• **短い課題**
データの冒頭から「column 20, row 324」を含む行までを、両端の行も含めて一字一句変えずに書き写してもらえますか。

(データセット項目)

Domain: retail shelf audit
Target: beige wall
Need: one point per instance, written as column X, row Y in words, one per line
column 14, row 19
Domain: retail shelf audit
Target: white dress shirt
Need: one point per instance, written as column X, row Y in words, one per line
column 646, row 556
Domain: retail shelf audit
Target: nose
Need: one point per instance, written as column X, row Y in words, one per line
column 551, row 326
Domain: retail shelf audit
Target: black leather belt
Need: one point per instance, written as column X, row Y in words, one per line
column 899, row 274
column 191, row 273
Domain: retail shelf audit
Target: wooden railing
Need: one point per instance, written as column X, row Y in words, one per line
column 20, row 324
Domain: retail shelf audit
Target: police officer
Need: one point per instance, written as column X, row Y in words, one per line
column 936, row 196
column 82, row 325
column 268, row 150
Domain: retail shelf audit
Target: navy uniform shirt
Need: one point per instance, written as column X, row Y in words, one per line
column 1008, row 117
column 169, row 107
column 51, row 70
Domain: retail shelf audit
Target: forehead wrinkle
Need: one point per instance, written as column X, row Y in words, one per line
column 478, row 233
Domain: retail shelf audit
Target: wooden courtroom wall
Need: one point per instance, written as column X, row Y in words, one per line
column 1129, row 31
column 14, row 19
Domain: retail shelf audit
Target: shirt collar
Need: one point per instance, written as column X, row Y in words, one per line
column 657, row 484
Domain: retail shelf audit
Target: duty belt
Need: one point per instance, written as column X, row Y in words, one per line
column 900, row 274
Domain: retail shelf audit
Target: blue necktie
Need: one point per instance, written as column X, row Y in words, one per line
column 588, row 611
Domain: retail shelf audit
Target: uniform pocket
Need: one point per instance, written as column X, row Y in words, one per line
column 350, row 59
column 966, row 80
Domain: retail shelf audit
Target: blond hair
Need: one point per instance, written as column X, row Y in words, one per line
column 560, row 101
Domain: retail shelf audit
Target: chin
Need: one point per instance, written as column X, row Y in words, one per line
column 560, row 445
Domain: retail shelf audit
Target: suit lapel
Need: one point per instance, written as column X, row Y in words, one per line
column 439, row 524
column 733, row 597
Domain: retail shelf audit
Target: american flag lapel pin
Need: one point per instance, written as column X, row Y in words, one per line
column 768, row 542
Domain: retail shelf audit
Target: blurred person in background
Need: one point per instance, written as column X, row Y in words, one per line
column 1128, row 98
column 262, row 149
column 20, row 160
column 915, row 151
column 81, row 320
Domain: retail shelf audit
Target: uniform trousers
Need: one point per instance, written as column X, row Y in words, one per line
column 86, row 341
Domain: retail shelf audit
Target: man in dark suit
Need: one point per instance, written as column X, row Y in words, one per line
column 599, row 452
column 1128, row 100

• **完成した課題**
Domain: retail shelf audit
Target: beige wall
Need: one point per instance, written as column X, row Y in words, one per line
column 14, row 19
Domain: retail shelf audit
Target: white dress shirt
Need: one point per instance, written as column X, row Y in words, one per line
column 646, row 556
Domain: retail shelf audit
Target: nose
Need: one point per instance, written as column X, row Y in words, one per line
column 551, row 326
Domain: retail shelf audit
Target: black leather belt
Need: one point per instance, written as column X, row Y in words, one per line
column 899, row 274
column 191, row 273
Domain: retail shelf audit
Target: wooden railing
Need: one point per instance, written as column X, row Y in words, one per line
column 20, row 324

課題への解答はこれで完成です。